Task details
List each line of the records below that contains the word "tree". Case counts.

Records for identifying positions
Begin

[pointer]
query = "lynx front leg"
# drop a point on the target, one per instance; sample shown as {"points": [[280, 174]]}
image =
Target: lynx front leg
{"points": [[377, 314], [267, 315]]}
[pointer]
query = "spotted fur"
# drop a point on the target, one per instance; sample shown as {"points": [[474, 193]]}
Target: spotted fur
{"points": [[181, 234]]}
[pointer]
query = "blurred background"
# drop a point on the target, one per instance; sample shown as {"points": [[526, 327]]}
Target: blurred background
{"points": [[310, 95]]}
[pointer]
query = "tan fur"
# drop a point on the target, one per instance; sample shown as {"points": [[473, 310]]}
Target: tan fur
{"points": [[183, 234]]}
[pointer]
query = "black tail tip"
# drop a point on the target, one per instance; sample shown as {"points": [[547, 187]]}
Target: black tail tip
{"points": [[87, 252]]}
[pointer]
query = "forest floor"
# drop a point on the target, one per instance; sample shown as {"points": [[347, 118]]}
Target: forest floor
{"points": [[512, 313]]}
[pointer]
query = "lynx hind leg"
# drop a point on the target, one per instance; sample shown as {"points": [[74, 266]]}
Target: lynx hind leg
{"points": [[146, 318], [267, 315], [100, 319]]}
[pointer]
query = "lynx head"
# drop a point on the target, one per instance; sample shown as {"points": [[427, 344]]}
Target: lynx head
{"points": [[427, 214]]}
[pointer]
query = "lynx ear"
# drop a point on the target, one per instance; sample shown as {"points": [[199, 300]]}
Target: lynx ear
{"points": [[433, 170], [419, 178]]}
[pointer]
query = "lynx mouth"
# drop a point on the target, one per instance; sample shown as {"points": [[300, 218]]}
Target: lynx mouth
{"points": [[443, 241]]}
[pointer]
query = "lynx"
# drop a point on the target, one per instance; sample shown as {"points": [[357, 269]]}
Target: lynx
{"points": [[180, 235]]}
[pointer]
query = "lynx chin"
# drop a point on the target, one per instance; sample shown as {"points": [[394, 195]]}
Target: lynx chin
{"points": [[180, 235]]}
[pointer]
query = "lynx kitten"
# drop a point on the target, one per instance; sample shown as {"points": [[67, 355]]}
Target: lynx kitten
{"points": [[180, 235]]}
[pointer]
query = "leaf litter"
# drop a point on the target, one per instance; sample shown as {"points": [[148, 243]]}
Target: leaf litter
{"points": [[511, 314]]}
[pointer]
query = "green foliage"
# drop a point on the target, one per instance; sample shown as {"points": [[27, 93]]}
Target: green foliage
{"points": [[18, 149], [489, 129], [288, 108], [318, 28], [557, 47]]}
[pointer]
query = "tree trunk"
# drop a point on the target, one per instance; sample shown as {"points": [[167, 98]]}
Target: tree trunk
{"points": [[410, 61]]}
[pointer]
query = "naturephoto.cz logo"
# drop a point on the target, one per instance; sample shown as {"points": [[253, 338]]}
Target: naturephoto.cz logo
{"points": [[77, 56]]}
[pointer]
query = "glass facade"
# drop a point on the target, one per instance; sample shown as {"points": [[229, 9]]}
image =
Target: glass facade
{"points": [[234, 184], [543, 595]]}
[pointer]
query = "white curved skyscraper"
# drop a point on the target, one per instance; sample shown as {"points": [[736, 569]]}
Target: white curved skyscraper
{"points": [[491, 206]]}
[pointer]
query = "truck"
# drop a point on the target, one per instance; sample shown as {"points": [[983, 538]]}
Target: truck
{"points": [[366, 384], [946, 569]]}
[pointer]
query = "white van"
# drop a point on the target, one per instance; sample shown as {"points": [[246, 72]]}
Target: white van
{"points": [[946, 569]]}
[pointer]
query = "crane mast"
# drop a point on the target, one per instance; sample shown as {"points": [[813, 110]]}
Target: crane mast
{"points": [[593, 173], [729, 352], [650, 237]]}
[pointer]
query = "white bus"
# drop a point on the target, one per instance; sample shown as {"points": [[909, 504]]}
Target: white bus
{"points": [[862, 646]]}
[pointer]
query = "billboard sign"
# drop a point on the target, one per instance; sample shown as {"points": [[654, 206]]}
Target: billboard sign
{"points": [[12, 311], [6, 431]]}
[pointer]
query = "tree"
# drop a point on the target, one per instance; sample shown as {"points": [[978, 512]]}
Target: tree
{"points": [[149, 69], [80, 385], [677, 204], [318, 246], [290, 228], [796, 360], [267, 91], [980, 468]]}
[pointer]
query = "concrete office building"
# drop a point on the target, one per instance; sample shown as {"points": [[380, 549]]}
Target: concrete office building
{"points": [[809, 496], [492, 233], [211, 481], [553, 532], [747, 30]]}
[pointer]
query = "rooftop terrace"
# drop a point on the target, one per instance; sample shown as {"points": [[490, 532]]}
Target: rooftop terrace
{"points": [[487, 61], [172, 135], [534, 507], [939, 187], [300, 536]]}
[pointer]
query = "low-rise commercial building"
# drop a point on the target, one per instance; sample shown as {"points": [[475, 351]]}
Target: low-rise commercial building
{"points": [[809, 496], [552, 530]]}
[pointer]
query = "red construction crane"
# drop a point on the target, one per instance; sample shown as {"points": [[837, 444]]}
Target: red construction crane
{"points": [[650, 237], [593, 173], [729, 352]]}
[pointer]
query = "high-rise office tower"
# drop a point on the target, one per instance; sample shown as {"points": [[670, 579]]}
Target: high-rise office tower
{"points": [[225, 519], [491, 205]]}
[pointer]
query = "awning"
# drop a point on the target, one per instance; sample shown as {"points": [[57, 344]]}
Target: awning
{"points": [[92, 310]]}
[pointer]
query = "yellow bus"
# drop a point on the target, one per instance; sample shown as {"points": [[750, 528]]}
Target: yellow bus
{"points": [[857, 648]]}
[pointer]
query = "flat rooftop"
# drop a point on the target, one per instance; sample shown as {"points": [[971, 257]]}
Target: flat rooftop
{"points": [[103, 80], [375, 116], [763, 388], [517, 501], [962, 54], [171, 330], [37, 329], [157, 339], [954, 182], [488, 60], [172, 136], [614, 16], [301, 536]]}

End

Output of the task
query = "tree trunk"
Target: tree trunk
query = "tree"
Target: tree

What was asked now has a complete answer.